Published by Fence under Books

Book 2 in the Temeraire series
Author: Naomi Novik
ISBN: 0345481291
DDC: 813.6
See also: LibraryThing ; Naomi Novik’s LJ ; Sandstorm Reviews

The day was unseasonably warm for November, but in some misguided deference to the Chinese embassy, the fire in the Admiralty boardroom has been heaped excessively high, and Laurence was standing directly before it.

Image of Throne of JadeIn the first book of this series Novik introduced the slightly alternate Napoleonic world she had created; one with dragons used as instruments of war. In this book the action moves to China. Temeraire is a Chinese dragon, not only that, but a Celestial, the breed of dragon reserved for the Imperial family, and the Chinese are not too happy that William Laurence is his captain. And from a diplomatic point of view the English government want to keep China happy, even that means sending Temeraire off to China. And because a dragon won’t easily be parted from his captain, that means that Laurence must go too.

- AVAILABLE DATA:

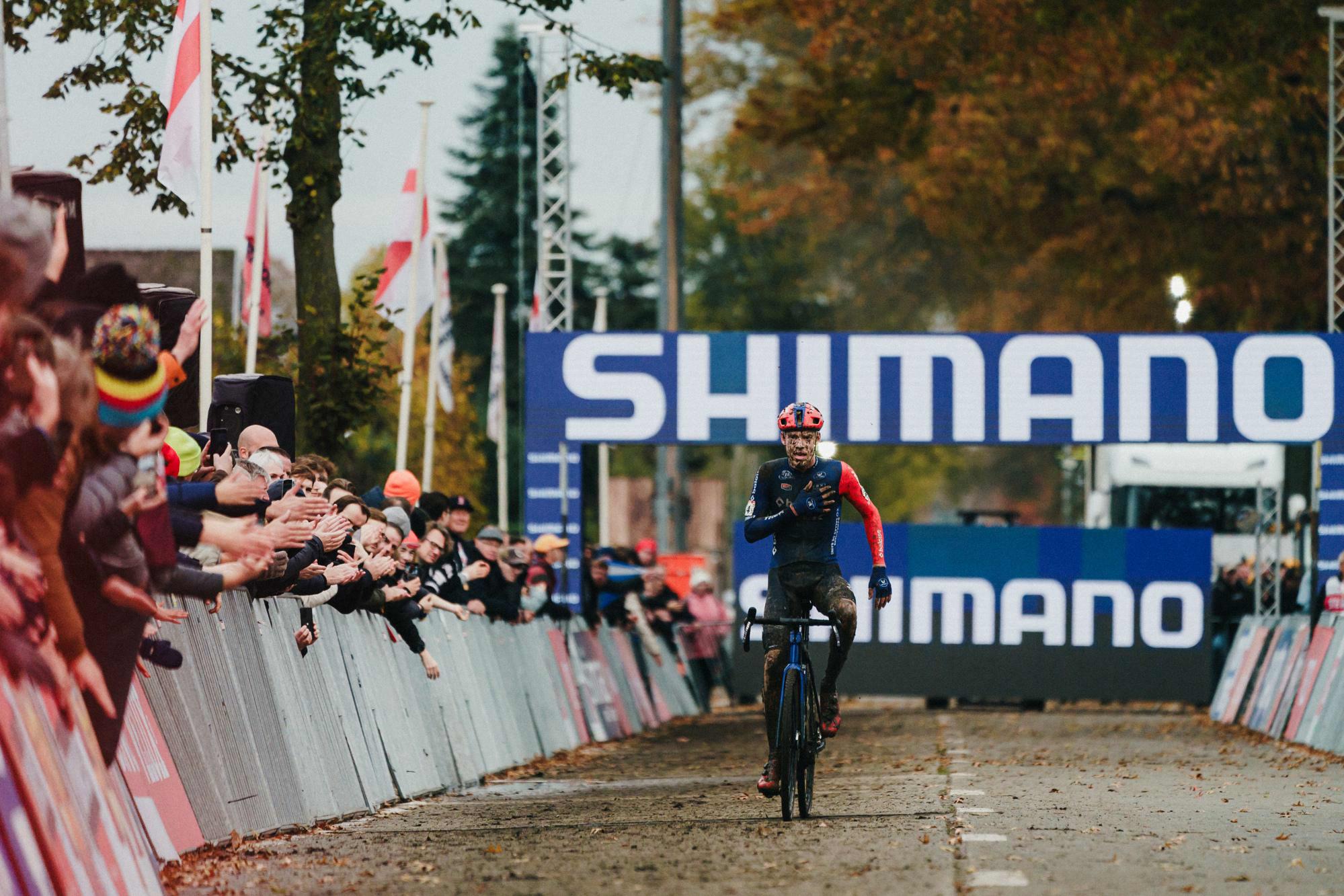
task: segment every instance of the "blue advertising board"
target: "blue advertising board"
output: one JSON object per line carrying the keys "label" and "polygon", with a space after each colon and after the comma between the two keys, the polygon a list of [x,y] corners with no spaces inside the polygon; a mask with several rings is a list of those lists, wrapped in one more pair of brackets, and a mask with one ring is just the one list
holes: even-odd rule
{"label": "blue advertising board", "polygon": [[[863,528],[840,527],[837,559],[859,607],[845,693],[1210,699],[1211,532],[887,525],[884,536],[894,596],[878,611]],[[743,613],[763,610],[769,570],[769,539],[749,544],[738,525]],[[814,662],[824,650],[814,645]],[[739,693],[759,689],[758,660],[735,668]]]}
{"label": "blue advertising board", "polygon": [[1341,355],[1308,333],[532,333],[527,426],[773,442],[808,400],[849,443],[1305,443],[1340,433]]}
{"label": "blue advertising board", "polygon": [[524,519],[578,533],[582,443],[773,442],[798,399],[852,443],[1312,442],[1341,376],[1335,334],[528,333]]}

- DESCRIPTION OF THE TASK: Carry the review of Throne of Jade on from its last sentence. These records have no connection to the Throne of Jade review.

- EXPECTED ANSWER:
I didn’t really enjoy this book as much as the first one, they spent far too long at sea on the transport, and although some of it was entertaining, I felt that it wasn’t as engaging as the first book. Nevertheless it is still very enjoyable and well worth the read.

Novik does a good job in expanding her ‘verse, the Chinese have a very different outlook on dragons, and this begins to impact on the relationship between Laurence and Temeraire, with Laurence wondering if perhaps the dragon would be better off staying in China.

I may not have liked it as much as the first, but I’d still recommend it.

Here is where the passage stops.